▼
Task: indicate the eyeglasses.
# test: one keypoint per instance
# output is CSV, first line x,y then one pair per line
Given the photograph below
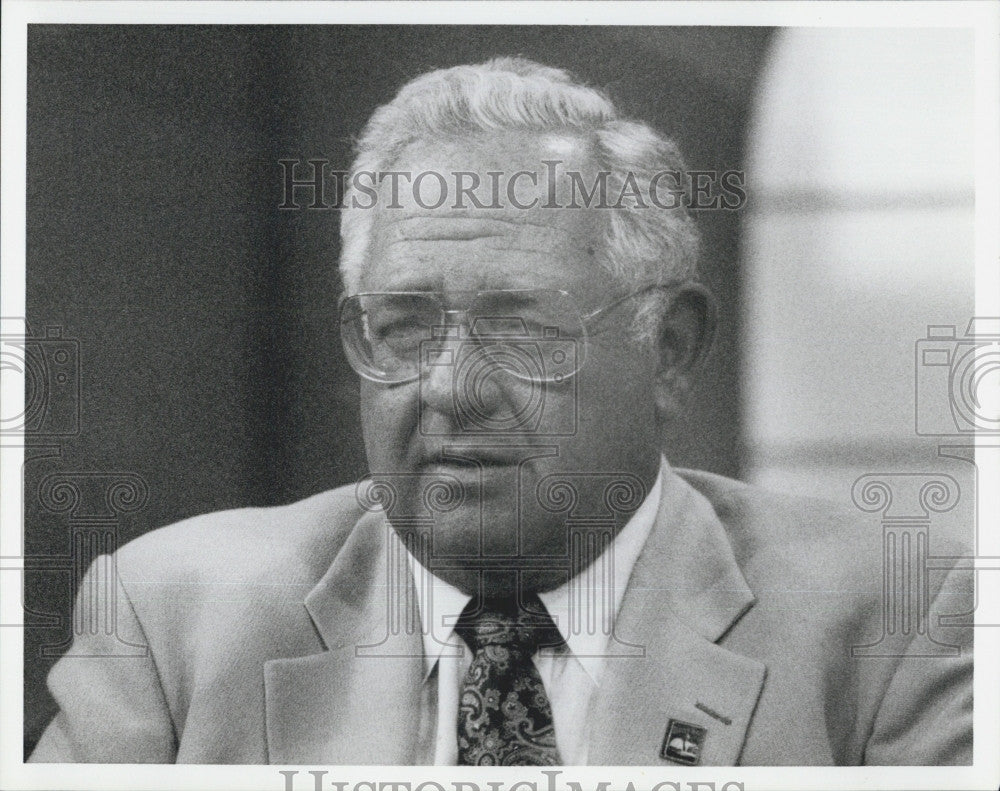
x,y
537,335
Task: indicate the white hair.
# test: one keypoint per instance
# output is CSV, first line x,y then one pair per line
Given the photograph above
x,y
639,246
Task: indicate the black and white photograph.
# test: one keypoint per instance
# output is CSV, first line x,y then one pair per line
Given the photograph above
x,y
500,396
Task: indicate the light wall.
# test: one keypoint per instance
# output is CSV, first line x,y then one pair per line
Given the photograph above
x,y
858,236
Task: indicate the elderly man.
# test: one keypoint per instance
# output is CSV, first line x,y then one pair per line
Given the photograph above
x,y
522,578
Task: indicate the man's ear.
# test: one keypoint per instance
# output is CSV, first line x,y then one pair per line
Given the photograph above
x,y
686,333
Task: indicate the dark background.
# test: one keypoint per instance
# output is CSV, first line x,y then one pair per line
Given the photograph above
x,y
209,362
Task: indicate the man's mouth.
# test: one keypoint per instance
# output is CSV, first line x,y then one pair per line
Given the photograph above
x,y
474,458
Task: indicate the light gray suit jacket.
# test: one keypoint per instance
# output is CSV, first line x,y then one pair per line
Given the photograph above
x,y
747,605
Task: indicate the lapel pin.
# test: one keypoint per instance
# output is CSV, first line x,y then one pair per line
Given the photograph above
x,y
683,743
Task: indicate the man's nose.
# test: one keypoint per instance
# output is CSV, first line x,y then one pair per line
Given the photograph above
x,y
460,388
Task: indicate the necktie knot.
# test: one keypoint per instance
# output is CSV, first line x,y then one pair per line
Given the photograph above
x,y
504,714
522,629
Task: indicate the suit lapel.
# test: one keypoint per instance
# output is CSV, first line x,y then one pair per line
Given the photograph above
x,y
685,592
358,701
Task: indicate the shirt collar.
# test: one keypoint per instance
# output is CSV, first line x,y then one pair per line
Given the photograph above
x,y
569,604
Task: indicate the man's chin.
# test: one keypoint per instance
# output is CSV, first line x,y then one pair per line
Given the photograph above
x,y
500,583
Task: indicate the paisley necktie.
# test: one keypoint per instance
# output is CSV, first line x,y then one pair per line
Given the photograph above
x,y
504,715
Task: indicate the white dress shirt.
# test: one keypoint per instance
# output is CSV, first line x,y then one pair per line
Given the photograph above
x,y
571,673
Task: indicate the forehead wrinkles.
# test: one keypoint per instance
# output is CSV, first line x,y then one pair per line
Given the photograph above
x,y
521,234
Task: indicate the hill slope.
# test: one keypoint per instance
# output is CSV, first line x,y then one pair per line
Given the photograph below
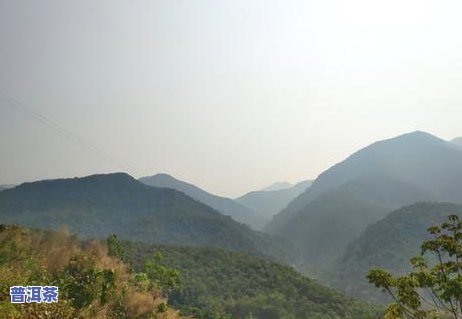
x,y
380,178
224,205
91,284
216,281
98,205
388,244
276,186
269,203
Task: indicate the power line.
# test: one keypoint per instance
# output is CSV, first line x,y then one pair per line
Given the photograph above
x,y
67,134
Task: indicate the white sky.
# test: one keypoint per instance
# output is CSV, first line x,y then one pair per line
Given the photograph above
x,y
229,95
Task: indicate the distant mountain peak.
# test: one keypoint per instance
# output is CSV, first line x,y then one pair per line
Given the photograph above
x,y
224,205
457,141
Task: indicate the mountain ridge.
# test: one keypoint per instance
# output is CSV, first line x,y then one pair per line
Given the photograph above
x,y
99,205
224,205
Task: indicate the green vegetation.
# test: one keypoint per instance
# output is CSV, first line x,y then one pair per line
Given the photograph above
x,y
363,189
97,206
224,205
432,289
388,244
91,283
269,202
222,284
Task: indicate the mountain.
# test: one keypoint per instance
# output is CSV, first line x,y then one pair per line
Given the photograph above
x,y
457,141
90,282
224,205
363,188
269,203
388,244
277,186
215,281
6,186
99,205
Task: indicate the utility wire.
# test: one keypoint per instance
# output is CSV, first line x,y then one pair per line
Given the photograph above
x,y
67,134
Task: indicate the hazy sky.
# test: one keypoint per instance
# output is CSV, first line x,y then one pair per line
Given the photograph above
x,y
230,95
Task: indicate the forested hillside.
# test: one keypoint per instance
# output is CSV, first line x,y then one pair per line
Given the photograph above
x,y
226,206
365,187
99,205
218,283
387,244
91,283
269,202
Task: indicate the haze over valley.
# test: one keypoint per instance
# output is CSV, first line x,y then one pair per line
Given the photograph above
x,y
231,159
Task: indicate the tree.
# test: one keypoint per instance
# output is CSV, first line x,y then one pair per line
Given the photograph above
x,y
433,289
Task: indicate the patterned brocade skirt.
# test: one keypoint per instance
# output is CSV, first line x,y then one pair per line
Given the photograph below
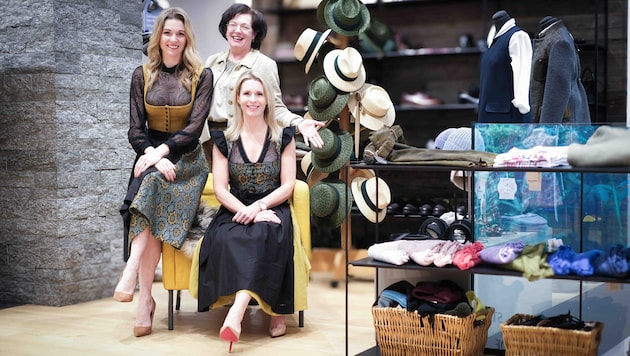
x,y
169,208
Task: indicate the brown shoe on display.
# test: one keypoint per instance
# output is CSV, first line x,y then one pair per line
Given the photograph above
x,y
418,99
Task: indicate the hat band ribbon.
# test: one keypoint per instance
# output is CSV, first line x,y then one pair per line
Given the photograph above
x,y
312,46
330,159
368,201
340,73
343,24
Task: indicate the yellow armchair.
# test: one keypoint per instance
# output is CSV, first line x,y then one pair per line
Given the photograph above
x,y
176,265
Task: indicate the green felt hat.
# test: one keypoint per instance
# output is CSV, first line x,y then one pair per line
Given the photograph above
x,y
335,151
347,17
325,102
307,46
331,201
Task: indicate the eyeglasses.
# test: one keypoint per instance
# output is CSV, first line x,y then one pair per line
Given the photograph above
x,y
245,27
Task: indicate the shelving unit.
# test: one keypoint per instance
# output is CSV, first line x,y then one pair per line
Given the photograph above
x,y
414,268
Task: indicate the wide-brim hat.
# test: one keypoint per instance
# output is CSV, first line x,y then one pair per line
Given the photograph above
x,y
359,172
326,48
335,151
346,17
373,107
325,102
371,200
313,175
331,202
378,37
307,46
344,69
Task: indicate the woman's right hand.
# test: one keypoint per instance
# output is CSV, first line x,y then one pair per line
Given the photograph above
x,y
267,215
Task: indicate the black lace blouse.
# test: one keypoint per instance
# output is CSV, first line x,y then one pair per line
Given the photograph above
x,y
167,90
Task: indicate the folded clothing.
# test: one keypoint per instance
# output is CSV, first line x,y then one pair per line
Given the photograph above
x,y
389,252
614,262
501,254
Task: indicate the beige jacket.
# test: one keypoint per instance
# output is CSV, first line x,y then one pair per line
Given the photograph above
x,y
222,106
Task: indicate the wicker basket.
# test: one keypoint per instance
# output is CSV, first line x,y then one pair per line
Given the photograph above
x,y
524,340
400,332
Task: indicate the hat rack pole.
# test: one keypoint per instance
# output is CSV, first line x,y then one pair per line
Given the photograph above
x,y
346,225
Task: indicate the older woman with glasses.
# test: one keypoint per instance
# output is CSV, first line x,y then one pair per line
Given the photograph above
x,y
245,28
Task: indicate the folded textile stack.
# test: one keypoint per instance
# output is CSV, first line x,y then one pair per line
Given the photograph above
x,y
524,222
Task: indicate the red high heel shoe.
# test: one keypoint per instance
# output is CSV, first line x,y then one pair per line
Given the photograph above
x,y
230,334
139,331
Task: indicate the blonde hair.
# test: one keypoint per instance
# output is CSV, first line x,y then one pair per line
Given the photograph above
x,y
190,58
234,129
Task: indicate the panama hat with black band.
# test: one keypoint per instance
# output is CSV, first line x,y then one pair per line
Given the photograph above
x,y
307,46
372,196
373,107
344,69
331,201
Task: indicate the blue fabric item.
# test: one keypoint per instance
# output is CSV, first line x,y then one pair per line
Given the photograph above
x,y
397,297
582,264
561,260
613,263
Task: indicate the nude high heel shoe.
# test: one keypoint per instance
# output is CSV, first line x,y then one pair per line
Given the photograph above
x,y
139,331
122,296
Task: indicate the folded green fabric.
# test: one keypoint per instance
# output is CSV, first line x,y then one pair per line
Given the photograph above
x,y
532,262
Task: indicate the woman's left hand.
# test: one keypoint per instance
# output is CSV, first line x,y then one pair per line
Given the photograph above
x,y
167,168
309,128
267,215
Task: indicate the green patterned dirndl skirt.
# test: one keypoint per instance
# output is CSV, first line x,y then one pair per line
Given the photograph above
x,y
169,208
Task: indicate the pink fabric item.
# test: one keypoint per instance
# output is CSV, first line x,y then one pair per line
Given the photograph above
x,y
445,255
468,256
422,252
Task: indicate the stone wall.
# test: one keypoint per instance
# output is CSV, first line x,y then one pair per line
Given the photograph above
x,y
65,69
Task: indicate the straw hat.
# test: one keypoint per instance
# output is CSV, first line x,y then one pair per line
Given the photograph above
x,y
372,202
313,175
324,101
358,172
346,17
376,109
344,69
335,151
326,48
378,37
331,202
308,45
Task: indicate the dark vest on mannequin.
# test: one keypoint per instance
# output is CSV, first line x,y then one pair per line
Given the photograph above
x,y
496,89
500,18
556,91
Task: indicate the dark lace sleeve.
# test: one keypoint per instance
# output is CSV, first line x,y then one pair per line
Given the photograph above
x,y
137,133
288,133
218,137
201,107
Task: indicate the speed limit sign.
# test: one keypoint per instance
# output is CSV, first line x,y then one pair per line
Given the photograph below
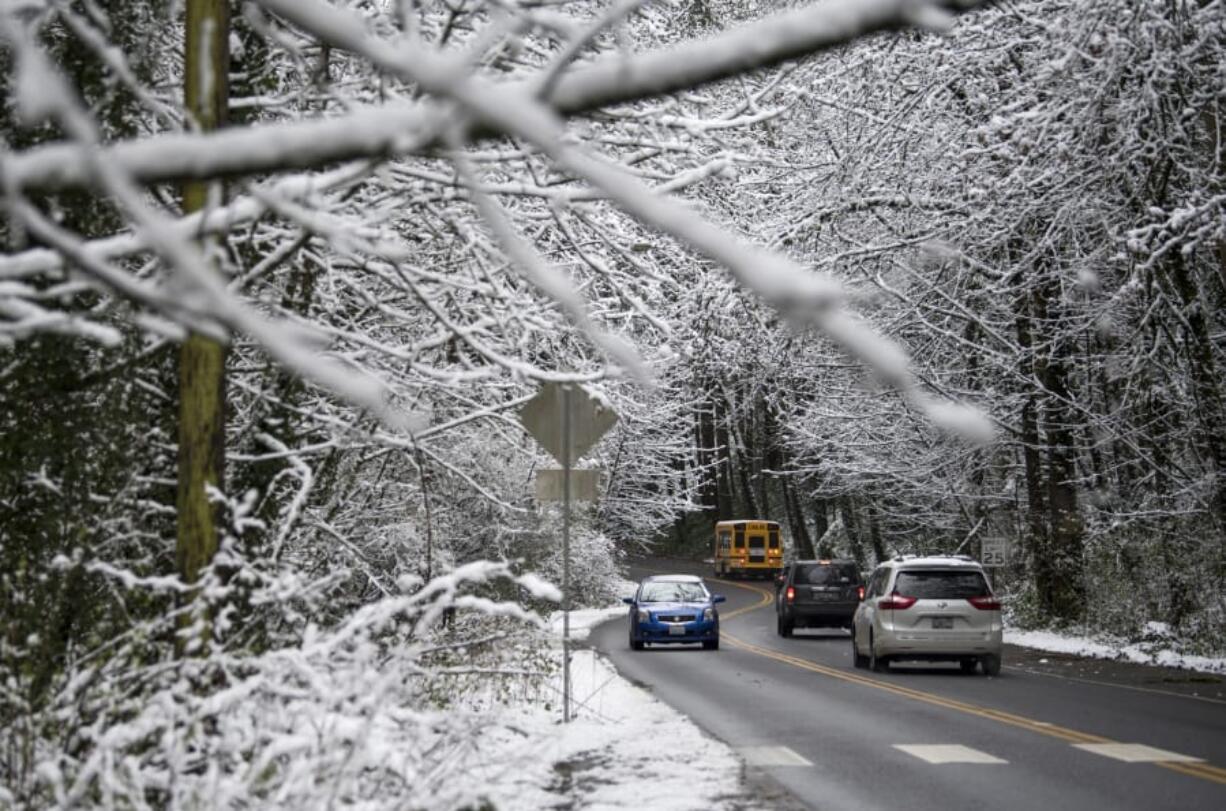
x,y
994,551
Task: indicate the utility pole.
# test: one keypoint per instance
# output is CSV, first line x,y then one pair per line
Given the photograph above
x,y
201,359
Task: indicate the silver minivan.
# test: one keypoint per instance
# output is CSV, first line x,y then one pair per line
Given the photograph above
x,y
928,609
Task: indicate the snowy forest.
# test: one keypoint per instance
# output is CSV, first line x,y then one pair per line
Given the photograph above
x,y
278,275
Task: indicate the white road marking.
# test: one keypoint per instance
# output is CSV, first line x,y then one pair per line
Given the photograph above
x,y
948,754
1138,754
771,756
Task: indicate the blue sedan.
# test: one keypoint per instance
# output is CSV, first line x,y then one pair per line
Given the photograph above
x,y
671,609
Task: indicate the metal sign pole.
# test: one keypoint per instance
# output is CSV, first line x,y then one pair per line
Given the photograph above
x,y
565,554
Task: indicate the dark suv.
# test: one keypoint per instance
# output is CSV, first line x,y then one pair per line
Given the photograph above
x,y
818,594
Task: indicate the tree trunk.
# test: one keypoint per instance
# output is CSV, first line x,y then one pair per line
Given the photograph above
x,y
202,360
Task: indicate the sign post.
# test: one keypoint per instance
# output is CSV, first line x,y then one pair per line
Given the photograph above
x,y
567,422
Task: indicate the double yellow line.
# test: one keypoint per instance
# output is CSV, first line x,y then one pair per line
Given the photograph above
x,y
1204,771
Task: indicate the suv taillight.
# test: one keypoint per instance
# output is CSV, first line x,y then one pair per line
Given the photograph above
x,y
896,602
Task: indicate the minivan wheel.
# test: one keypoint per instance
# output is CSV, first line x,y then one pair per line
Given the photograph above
x,y
877,663
857,658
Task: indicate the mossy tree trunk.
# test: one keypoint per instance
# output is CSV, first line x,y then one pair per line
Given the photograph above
x,y
202,359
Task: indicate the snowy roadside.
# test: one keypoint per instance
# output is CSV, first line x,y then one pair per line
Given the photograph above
x,y
1148,653
622,744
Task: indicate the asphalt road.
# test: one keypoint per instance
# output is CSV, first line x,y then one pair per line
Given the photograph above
x,y
925,736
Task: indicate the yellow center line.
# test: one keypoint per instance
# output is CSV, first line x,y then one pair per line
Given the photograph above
x,y
1203,771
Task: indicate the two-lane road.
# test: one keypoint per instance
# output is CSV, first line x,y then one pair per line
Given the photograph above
x,y
926,736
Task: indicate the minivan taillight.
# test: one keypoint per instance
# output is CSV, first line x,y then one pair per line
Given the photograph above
x,y
896,602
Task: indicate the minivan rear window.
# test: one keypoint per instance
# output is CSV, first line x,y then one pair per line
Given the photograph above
x,y
825,573
936,584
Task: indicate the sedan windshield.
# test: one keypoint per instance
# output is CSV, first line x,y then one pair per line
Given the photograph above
x,y
667,592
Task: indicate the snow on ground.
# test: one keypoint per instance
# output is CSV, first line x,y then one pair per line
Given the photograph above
x,y
1156,652
623,750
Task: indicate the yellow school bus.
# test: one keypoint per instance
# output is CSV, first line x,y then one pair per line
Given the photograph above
x,y
748,549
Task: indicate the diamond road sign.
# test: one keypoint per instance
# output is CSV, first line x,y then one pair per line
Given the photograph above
x,y
543,418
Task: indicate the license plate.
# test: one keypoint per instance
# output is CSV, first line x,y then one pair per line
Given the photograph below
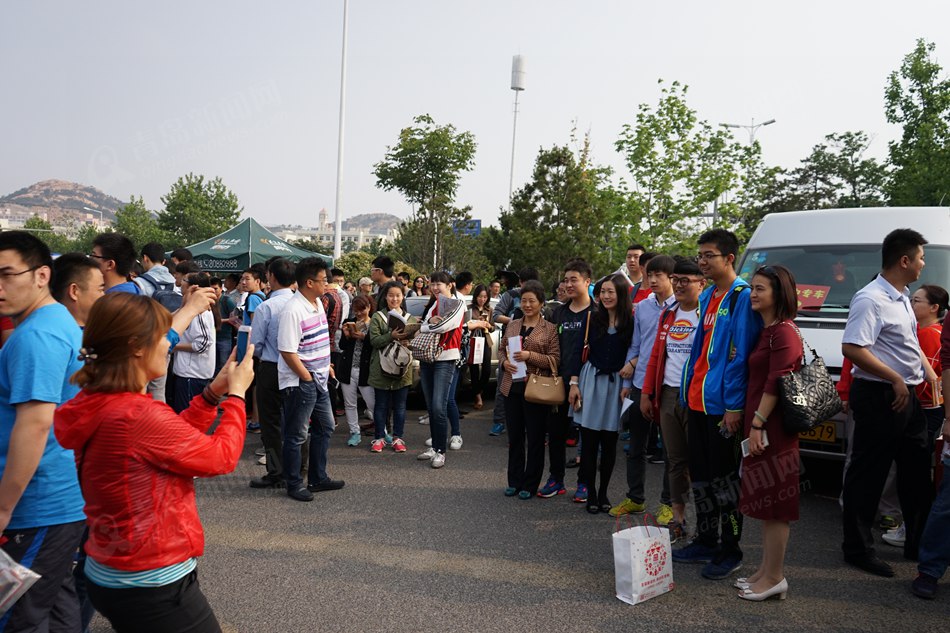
x,y
824,432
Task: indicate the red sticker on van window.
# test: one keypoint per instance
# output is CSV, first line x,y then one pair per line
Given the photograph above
x,y
812,296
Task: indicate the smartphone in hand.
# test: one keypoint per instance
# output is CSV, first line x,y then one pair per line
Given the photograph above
x,y
244,337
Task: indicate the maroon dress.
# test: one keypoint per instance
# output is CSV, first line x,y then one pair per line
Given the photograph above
x,y
769,489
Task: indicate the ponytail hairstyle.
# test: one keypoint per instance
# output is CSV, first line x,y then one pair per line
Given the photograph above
x,y
120,324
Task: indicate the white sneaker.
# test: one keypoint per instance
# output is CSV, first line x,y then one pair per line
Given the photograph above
x,y
895,537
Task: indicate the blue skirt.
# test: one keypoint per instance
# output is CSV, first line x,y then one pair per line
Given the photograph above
x,y
600,400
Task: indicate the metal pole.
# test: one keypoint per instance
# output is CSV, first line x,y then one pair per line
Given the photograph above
x,y
338,225
514,133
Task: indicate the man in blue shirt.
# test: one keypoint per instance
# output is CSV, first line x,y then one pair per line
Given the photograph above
x,y
280,275
880,338
41,507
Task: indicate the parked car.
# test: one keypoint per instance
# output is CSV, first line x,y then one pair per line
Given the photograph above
x,y
833,253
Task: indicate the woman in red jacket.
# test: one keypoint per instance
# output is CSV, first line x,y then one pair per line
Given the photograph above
x,y
136,460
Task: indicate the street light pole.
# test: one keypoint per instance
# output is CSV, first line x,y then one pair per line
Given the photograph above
x,y
751,128
338,219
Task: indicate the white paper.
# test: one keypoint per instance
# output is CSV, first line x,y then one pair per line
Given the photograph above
x,y
514,345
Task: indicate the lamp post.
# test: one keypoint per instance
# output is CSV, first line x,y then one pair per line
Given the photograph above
x,y
338,216
517,84
751,128
99,226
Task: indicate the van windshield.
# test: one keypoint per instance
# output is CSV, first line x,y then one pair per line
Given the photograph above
x,y
827,276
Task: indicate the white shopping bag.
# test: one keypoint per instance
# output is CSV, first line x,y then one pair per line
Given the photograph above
x,y
15,579
643,563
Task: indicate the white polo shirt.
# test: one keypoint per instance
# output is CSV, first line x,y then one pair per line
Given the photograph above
x,y
882,320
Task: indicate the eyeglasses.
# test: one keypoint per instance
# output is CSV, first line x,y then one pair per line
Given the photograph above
x,y
683,281
7,276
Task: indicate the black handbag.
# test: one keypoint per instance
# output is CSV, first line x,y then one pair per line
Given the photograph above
x,y
808,394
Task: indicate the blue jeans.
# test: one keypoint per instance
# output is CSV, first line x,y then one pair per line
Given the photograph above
x,y
436,381
390,401
934,546
453,408
302,404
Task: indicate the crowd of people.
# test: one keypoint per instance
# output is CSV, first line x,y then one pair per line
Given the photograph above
x,y
677,351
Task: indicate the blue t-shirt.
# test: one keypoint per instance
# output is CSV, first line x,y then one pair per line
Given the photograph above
x,y
126,286
36,364
253,300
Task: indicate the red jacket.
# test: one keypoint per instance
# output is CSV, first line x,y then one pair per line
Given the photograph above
▲
Recast the stretch from the line containing "Task: indicate the crowd of people." through the end of the items as a Markdown table with the columns Row and Line. Give each line its own numbered row and leave out blank lines.

• _THE REPLY_
| Row | Line |
|---|---|
| 1 | Task: indicate the crowd of people. |
| 2 | # test: one keypoint per instance |
| 3 | # output is CSV, first line x,y then one pair per line |
| 4 | Given the photograph above |
| 5 | x,y |
| 6 | 677,351 |
| 7 | Task: indicate the blue t-shirt. |
| 8 | # test: one keypoint per instance |
| 9 | # output is CSV, first line x,y then one pair per line |
| 10 | Given the photograph above |
| 11 | x,y |
| 12 | 126,286 |
| 13 | 36,364 |
| 14 | 253,300 |
| 15 | Task: indicate the red jacket. |
| 16 | # test: one keypoint per instance |
| 17 | # output is CSV, first line x,y then one pair per line |
| 18 | Given the photograph above |